- [Written instruction] Your task is to write out the complete listing exactly as it is shown.

- [Provided records]
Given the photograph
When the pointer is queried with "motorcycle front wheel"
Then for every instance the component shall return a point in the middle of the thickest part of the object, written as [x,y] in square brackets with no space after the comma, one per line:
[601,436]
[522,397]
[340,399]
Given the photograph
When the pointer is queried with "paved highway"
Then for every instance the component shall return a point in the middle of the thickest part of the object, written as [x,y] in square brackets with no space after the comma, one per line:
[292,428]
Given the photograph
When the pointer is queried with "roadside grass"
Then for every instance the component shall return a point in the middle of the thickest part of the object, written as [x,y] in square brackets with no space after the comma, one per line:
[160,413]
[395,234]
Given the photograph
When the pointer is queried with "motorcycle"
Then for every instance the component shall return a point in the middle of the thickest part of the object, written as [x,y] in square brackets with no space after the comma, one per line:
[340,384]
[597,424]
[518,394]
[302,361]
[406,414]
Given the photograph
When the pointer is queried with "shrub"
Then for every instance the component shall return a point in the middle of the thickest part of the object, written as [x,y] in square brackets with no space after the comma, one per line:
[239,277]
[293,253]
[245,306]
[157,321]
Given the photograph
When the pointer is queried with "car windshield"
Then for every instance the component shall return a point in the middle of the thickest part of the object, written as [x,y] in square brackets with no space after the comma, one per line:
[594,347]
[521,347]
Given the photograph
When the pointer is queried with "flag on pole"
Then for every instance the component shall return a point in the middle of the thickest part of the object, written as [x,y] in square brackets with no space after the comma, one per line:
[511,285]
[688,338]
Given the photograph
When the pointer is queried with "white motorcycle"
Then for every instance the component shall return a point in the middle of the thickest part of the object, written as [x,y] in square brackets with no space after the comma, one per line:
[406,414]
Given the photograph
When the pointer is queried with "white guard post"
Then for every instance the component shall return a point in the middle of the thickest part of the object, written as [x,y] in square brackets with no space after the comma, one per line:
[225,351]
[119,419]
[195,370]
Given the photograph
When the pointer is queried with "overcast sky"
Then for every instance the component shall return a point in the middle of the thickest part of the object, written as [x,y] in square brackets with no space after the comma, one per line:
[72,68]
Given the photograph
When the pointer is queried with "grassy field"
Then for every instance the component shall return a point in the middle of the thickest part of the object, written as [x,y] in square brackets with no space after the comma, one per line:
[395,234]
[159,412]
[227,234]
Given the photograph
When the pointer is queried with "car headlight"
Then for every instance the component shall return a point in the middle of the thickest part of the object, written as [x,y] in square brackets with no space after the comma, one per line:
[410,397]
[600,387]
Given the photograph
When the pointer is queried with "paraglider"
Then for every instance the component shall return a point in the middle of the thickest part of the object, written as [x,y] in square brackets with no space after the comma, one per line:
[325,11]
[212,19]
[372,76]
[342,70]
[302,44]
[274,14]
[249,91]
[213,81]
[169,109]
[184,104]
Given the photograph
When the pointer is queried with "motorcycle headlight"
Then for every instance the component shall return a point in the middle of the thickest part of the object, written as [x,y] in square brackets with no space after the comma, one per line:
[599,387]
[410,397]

- [Result for this task]
Given the photograph
When the pointer is queried with "motorcycle front wheel"
Then for every instance the component shall return a point in the middle of the thickest part of the object, written as [x,y] in square brackets with no space after the comma, one per line:
[601,436]
[522,397]
[340,399]
Given the photograph
When the pointer is queried with "paved highway"
Then for every instance the component shall return a point in the middle of the thickest part of the object, written as [x,y] in square brackets with no space after the comma, one per line:
[292,428]
Given the photograph
When the pointer is queried with "roadside grass"
Then for every instance the component shall return a point in the middle of the thickest part of the object, written as [x,y] in square brackets with no space after the comma, one per line:
[160,413]
[395,234]
Given the photograph
When the pointer is queried with "motorcycle"
Then for every instance the component shall return a point in the middle of the thickest part of the object, written as [x,y] in square brackets with no space after the comma, one per line:
[340,384]
[597,424]
[518,394]
[302,361]
[406,414]
Given the photograph
When the pointer is queried with "shrub"
Then for every instance the component shall return a point in the middle of the thickest part of the object, written as [x,y] in square brackets with no space after the comma, one per line:
[239,277]
[293,253]
[245,306]
[157,321]
Given the photograph
When the pointer is queried with "car windshield"
Then for every instance the component shall return a point in the middle of the thickest part of the object, written as [x,y] in square brackets with no space after the comma, one per line:
[594,347]
[521,347]
Given the photograph
When the pointer is queried with "flag on pole"
Then for every instance the component shall return a point in the middle of the thickest part of the object, written as [x,y] in square brackets with no space after the comma, one per line:
[511,285]
[688,338]
Given the photograph
When the pointer is queried with "white motorcycle"
Then for every instance the component shall return a point in the middle of the thickest part of the object, written as [x,y] in square brackets with no space after the comma, one per line:
[406,414]
Given the photograph
When the pointer is queried with "white guard post"
Then for every instance the component shall return a point in the middle of the thickest part of the object, written as [x,y] in square brackets with no space after the comma, one per line:
[225,351]
[119,419]
[195,370]
Given the photograph
When the pointer is queried with "overcast sky"
Then for every instance the component shall return a point in the middle of the thickest part of the object, written as [x,y] in square brackets with no space after the comma, one per line:
[72,68]
Given the photograph
When the pointer is queried with "grassy field"
Then for every instance the component shall return a point in the middle of the thickest part of the object, written as [x,y] in square brackets with no space after the comma, one per line:
[395,234]
[159,412]
[227,234]
Given the photograph
When the pointer is queried with "car headlight"
Then for every instance the component shall return a point in the middle of the thickest part of the object, written as [x,y] in square brackets with no space after the comma, one per line:
[410,397]
[600,387]
Given the photograph
When the pointer is queried with "paraglider"
Then for every instance the component shall return a point in the middle of the thickest part of the object, written as [x,y] in square brackets with no space after the comma, one per line:
[325,11]
[212,19]
[372,76]
[342,70]
[302,44]
[274,14]
[249,91]
[213,81]
[169,109]
[184,104]
Given the photograph
When the pointer is queried with "motorcycle headlight"
Then for every instance the component shall return a point in the middle of the thickest part of the object, written as [x,y] in square brackets with no space after the comma, one per line:
[599,387]
[410,397]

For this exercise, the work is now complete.